Materials provided:
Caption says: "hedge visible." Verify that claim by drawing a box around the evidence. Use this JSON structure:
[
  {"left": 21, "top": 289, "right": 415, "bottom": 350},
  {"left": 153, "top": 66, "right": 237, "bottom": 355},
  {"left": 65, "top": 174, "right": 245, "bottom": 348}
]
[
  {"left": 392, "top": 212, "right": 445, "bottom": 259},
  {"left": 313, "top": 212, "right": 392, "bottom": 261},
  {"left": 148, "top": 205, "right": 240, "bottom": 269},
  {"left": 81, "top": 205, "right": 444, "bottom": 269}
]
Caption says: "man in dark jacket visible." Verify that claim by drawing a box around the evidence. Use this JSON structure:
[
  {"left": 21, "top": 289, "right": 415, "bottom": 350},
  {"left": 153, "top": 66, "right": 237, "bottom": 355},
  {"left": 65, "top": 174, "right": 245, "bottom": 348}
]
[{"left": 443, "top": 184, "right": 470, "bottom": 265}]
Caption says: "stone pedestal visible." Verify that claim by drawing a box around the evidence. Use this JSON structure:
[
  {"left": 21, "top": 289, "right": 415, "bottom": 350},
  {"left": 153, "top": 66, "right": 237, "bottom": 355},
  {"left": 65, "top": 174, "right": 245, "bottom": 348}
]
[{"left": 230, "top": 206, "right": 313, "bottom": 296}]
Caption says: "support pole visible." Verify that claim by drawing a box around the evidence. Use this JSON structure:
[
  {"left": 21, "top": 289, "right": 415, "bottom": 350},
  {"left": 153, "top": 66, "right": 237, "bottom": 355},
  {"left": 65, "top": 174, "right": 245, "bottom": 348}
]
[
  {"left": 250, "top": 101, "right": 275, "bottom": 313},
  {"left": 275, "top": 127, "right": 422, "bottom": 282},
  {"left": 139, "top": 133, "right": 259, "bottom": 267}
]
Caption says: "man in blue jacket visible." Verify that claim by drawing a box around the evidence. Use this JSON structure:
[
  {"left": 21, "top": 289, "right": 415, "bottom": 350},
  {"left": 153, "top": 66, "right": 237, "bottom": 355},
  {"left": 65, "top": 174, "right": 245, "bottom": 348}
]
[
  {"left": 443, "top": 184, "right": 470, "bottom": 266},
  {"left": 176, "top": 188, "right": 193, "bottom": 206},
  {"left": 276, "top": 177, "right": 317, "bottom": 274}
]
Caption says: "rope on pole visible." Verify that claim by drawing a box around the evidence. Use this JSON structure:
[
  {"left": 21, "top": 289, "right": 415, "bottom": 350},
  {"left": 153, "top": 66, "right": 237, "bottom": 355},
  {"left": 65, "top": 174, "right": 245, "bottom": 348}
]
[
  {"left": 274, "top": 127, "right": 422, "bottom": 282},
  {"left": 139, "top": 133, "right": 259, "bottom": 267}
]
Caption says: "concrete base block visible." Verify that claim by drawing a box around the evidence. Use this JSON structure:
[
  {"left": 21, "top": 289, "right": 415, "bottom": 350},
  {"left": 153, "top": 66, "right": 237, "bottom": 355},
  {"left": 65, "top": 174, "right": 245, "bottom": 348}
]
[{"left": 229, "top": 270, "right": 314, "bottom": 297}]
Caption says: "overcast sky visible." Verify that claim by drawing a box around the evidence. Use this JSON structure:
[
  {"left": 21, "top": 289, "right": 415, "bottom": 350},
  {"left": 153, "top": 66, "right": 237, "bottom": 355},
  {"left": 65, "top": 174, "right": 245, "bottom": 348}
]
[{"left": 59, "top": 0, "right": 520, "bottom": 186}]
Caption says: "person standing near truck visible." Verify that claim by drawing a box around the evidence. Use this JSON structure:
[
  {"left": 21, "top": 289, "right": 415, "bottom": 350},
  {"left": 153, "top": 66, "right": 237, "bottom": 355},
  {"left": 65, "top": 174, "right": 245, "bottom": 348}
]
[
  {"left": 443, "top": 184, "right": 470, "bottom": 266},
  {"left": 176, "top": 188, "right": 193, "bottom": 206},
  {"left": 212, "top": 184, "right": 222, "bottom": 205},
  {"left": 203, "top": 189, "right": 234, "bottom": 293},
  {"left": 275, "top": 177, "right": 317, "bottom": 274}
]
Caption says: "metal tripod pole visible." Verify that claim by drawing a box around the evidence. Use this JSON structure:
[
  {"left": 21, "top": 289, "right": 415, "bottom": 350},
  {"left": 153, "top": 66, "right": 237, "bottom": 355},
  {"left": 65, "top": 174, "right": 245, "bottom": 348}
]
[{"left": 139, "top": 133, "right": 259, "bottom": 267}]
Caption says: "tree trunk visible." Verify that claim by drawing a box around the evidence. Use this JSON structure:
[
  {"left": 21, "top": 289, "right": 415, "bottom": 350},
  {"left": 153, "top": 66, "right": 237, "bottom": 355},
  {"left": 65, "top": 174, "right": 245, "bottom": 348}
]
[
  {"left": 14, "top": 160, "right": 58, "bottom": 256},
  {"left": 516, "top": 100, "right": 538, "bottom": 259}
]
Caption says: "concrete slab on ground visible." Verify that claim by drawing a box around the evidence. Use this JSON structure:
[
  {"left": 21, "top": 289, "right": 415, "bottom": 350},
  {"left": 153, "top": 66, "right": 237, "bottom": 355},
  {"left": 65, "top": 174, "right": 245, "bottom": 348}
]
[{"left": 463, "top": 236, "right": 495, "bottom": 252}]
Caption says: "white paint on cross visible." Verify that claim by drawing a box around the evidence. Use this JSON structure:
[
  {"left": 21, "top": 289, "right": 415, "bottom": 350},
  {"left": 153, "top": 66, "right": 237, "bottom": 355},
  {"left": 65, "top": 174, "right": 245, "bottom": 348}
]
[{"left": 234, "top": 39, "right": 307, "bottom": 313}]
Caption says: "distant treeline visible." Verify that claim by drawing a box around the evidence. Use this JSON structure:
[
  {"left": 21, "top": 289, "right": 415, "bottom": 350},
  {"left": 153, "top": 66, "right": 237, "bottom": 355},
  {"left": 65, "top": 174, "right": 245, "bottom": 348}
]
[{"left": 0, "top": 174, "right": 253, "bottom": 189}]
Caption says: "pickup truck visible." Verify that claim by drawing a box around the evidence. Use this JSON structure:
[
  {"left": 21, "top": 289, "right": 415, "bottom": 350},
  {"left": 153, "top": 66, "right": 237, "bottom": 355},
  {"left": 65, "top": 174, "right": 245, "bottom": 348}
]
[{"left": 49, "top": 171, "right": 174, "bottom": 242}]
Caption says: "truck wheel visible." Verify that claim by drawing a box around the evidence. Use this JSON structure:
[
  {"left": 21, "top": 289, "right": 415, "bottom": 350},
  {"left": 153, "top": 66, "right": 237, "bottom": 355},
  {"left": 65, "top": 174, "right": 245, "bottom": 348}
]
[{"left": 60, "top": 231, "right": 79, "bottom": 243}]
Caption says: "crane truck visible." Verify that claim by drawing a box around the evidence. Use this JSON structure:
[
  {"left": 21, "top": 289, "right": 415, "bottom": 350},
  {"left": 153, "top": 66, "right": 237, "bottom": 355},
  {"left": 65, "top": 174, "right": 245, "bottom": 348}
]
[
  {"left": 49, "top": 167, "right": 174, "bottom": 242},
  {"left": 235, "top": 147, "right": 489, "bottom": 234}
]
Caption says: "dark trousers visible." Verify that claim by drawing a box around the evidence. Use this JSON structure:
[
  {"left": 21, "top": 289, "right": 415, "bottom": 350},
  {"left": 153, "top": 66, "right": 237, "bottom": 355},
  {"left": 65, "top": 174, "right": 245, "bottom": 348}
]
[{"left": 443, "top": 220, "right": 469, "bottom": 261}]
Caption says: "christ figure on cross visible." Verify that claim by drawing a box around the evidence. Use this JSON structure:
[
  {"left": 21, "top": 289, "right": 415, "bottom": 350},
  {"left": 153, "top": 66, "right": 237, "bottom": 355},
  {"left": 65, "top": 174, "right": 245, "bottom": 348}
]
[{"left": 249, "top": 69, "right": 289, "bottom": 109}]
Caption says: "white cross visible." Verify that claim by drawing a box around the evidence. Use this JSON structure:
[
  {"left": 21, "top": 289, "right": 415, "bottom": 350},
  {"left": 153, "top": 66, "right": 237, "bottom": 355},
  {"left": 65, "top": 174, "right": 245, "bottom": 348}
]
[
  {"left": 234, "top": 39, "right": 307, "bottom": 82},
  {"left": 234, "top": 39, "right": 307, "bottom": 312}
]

Problem details: Which lines in the rows above contain the word "jacket"? Pull out each of them.

Solution for this task:
Caption says: "man in dark jacket visible." Verify that claim by drawing a box around the evidence. Use this JSON structure:
Caption says: "man in blue jacket visible." Verify that claim by drawing a box around the evidence. Use this JSON structure:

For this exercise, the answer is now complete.